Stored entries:
## BEGIN

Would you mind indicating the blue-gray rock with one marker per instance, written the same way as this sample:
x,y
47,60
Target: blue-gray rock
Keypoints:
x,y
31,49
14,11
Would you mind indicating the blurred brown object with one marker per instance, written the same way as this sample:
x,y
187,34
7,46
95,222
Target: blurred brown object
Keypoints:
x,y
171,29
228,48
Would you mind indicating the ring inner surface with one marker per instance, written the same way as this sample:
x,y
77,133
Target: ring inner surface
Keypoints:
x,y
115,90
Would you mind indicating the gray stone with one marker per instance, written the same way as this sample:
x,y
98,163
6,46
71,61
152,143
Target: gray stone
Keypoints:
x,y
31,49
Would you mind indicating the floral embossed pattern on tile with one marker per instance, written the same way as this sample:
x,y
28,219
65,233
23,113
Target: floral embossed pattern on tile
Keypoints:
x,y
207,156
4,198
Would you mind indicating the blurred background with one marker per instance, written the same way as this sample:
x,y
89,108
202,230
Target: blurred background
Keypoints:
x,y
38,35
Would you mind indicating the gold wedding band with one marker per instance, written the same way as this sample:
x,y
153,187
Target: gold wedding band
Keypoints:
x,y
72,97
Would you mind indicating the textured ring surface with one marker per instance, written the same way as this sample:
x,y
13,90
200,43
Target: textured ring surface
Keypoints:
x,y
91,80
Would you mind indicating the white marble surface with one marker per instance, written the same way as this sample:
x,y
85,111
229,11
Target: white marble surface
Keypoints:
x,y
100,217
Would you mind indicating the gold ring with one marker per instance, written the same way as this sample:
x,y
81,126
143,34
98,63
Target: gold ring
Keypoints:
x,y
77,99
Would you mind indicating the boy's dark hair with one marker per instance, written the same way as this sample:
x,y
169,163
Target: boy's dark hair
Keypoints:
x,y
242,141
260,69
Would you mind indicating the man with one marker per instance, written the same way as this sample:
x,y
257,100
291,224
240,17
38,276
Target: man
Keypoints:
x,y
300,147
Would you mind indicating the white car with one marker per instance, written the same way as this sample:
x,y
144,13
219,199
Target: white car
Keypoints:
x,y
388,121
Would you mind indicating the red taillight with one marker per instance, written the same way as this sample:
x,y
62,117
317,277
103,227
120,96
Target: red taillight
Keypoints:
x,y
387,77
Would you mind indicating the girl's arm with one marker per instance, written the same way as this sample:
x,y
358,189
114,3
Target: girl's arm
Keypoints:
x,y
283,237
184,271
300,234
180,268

## END

Written instruction.
From the line that contains "Would you mind indicating the blurred background" to the last line of the material above, repeat every line exactly, keeping both the first and the last.

Task result.
Would you mind indicating the blurred background with one marker per instance, written the same way as this sample:
x,y
89,108
202,230
Target: blurred background
Keypoints:
x,y
38,35
Would you mind indicating the gold wedding band with one marker per instance, written the same way as this sample:
x,y
153,187
Target: gold wedding band
Keypoints:
x,y
72,97
Would you mind indicating the textured ring surface with one marker per instance, written the same way as this sample:
x,y
13,90
200,43
Target: textured ring surface
Keypoints:
x,y
91,80
Would you mind indicating the white marble surface with one marker per instance, written the same way as this sample:
x,y
85,111
229,11
Target: white marble surface
Keypoints:
x,y
100,217
Would you mind indicating the gold ring with one marker per instance, written the same way as this sample:
x,y
81,126
143,34
98,63
Target: gold ring
Keypoints:
x,y
77,99
Would you mind indicating the boy's dark hair with one marker per instance, written the same way as this sample:
x,y
169,163
Target: boy's dark hair
Keypoints:
x,y
242,141
260,69
Would you mind indicating the man with one marker per instance, written the same way as this sample:
x,y
257,100
291,224
240,17
38,276
Target: man
Keypoints:
x,y
300,147
Would you mind indicating the white car with one marker per instance, written the same way as this sample:
x,y
144,13
219,199
Target: white car
Keypoints:
x,y
388,121
Would you mind indicating the red taillight with one marker per instance, written the same way as this sample:
x,y
62,117
317,277
103,227
120,96
Target: red taillight
Keypoints:
x,y
387,77
Would you mind indicating the girl's arm with one marker per instance, written the same way as this sample:
x,y
358,189
114,3
Target: girl's arm
Keypoints:
x,y
283,237
184,271
300,234
180,268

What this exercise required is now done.